MATERIAL FOR THIS TASK>
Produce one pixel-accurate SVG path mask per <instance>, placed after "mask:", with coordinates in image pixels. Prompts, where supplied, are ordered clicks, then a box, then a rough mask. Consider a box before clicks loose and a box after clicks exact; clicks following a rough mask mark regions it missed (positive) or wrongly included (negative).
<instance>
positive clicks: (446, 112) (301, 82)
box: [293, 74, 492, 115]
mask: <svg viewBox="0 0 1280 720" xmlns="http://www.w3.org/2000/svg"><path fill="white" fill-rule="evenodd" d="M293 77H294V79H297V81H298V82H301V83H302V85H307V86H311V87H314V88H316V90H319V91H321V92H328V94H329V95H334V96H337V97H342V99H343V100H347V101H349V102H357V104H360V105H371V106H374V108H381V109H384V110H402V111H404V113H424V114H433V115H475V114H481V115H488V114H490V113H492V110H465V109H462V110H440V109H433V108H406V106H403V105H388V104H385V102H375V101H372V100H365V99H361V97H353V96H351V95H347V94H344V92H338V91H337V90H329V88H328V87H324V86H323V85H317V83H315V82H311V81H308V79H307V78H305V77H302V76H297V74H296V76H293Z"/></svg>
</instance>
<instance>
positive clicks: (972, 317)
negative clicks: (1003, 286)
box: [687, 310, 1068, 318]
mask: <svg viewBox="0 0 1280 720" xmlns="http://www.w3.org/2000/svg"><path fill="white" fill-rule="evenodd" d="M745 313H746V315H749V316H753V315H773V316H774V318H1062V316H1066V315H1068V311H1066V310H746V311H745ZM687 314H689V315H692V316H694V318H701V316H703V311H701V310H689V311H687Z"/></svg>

EXERCISE BRIEF>
A word-for-word transcription of the listing above is what the answer should contain.

TASK SOLUTION>
Produce one pixel-accurate SVG path mask per <instance>, placed after "mask:", with coordinates in image pixels. Prompts, where supplied, are ordered clicks, then a box, then a rough mask. Consider a box before clicks loose and a box after clicks exact; clicks following a rough mask mark regions it missed (positive) or wrongly included (negative).
<instance>
positive clicks: (446, 112) (301, 82)
box: [293, 74, 492, 115]
mask: <svg viewBox="0 0 1280 720" xmlns="http://www.w3.org/2000/svg"><path fill="white" fill-rule="evenodd" d="M293 77H294V79H297V81H298V82H301V83H302V85H307V86H311V87H314V88H316V90H319V91H321V92H328V94H329V95H334V96H337V97H342V99H343V100H347V101H349V102H357V104H360V105H371V106H374V108H381V109H384V110H402V111H404V113H424V114H433V115H475V114H481V115H488V114H490V113H492V110H465V109H462V110H440V109H433V108H406V106H403V105H388V104H385V102H375V101H372V100H365V99H361V97H353V96H351V95H347V94H344V92H338V91H337V90H329V88H328V87H324V86H323V85H317V83H315V82H311V81H308V79H307V78H305V77H302V76H297V74H296V76H293Z"/></svg>
</instance>
<instance>
positive clicks: (972, 317)
negative clicks: (1003, 286)
box: [687, 310, 1068, 318]
mask: <svg viewBox="0 0 1280 720" xmlns="http://www.w3.org/2000/svg"><path fill="white" fill-rule="evenodd" d="M745 313H746V315H749V316H753V315H773V316H774V318H1062V316H1066V315H1068V311H1066V310H746V311H745ZM687 314H689V315H692V316H694V318H701V316H703V311H701V310H689V311H687Z"/></svg>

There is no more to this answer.